Data rows —
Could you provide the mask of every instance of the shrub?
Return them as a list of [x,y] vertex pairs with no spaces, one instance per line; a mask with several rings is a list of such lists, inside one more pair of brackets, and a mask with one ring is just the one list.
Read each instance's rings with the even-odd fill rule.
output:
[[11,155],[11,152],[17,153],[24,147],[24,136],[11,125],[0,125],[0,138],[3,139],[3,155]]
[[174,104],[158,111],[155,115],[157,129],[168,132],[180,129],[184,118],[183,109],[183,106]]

Problem —
Reproduce each entry above exactly, keeping every word.

Response for this exercise —
Could you provide the mask of every instance of the shrub?
Return them as a list of [x,y] vertex pairs with no spaces, one instance per line; a mask with several rings is a list of such lists, inside one more pair of brackets, and a mask with one ring is just the one list.
Read each instance's rings with the even-odd fill rule.
output:
[[11,155],[11,152],[17,153],[24,147],[24,136],[11,125],[0,125],[0,138],[3,139],[3,155]]
[[174,104],[158,111],[155,115],[157,129],[168,132],[180,129],[184,118],[183,109],[183,106]]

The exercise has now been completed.